DIRECTIONS FOR THIS TASK:
In the text on easy financial conditions, how many days this year did the S&P 500 gain 1% or more?

TEXT SHOWN:
Will Easy Financial Conditions Reverse?

The Fed’s plans for low rates and QE will be questioned by the market once the vaccine goes out and the labor market recovers. Even though the unemployment rate has become more normal, there are millions of displaced workers in the COVID-19 economy. When those people get jobs again, the market will immediately look to the Fed to make plans to end its QE program and provide updated guidance on when it will raise rates for the first time. The market determines Fed policy more than some think. The Fed is only allowed to raise rates when the market says it can. The best way the Fed combats this is though forward guidance. It wouldn’t have a chance versus the market if it only set policy though actions. 

Source: Twitter @jc_econ

As you can see from the chart above, there are varying views on how QE will be unwound. The Fed won’t give guidance on ending QE and raising rates in the near term until the pandemic is over. The Fed looks at actual economic data. Much like oil prices, actual economic performance can’t jump ahead of reality. In other words, oil prices can’t spike until demand actually comes from an improving economy next year.

Hotels and restaurants can’t go on a major hiring spree until demand comes back. The Fed can’t even talk about ending its recessionary policies until the economy regains its form. 62% of small businesses stated in early November that the worst is yet to come with COVID-19’s economic impact. Markets love to price in the future when uncertainty wanes. If investors knew a vaccine would come by early 2021 back in March 2020, there wouldn’t have been as big of a crash. 

Very Easy Conditions

Despite the recession and pandemic killing 300,000 Americans, this has been a good year for stocks. In fact, the S&P 500 has had the most days where it has gained 1% or more this year (64 times) since at least 1950. None of the tech bubble years had this many solid winning days. That’s in part because of help from the Fed. The other bullish aspects are the understanding that this virus will pass and that growth software names have done well in this environment. The composition of the index is critical. If we had a recession that only benefited energy stocks, the index would crash.

GIVEN INFORMATION:
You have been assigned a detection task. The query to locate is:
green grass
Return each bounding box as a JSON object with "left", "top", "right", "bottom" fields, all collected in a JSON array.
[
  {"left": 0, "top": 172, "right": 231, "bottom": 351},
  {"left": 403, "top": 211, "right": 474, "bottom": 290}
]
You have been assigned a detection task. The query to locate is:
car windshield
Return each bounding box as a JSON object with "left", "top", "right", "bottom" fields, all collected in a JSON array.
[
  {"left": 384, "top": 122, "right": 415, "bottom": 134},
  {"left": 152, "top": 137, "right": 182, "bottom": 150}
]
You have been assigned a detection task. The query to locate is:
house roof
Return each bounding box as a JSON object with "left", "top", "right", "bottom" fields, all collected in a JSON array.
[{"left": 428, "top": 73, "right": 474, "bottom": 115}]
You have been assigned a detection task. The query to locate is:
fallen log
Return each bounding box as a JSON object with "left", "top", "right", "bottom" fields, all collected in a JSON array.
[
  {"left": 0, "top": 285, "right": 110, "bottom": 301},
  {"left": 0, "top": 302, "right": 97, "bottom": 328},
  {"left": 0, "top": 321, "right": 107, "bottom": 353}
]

RESULT:
64 days, the most since at least 1950.